EXERCISE REQUIREMENTS
Find the lines below that contain the string "castle". Copy each one.

START PROVIDED ENTRIES

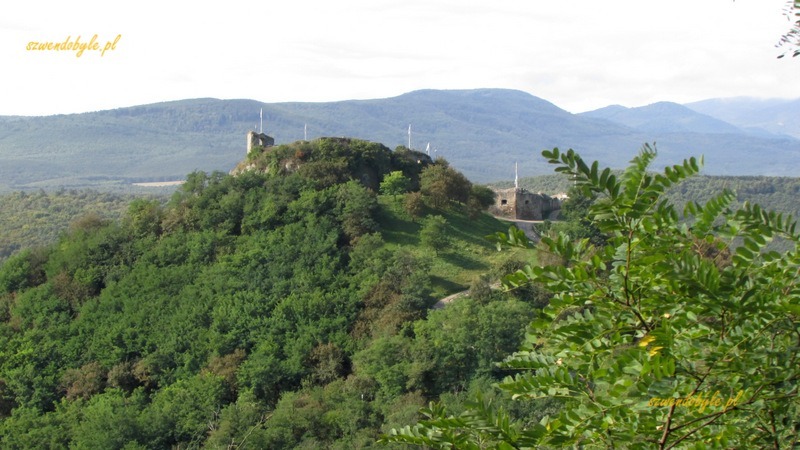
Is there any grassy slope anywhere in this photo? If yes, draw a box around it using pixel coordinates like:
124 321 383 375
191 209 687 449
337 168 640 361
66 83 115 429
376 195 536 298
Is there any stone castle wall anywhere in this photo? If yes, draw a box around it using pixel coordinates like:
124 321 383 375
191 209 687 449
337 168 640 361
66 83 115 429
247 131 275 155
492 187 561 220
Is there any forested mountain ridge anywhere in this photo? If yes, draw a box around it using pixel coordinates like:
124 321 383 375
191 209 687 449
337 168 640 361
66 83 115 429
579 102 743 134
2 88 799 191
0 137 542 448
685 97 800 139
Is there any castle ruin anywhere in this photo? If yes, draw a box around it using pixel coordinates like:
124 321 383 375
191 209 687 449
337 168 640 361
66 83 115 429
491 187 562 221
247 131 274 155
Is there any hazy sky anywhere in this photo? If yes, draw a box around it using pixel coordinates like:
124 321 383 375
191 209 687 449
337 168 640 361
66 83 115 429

END PROVIDED ENTRIES

REPLY
Is there any stone castle wall anywhere in this photo? If yes, draw a box around it using pixel coordinates like:
Is there any castle ruin anywhere in this photo? If yes, draw a box around it using pixel coordinates like:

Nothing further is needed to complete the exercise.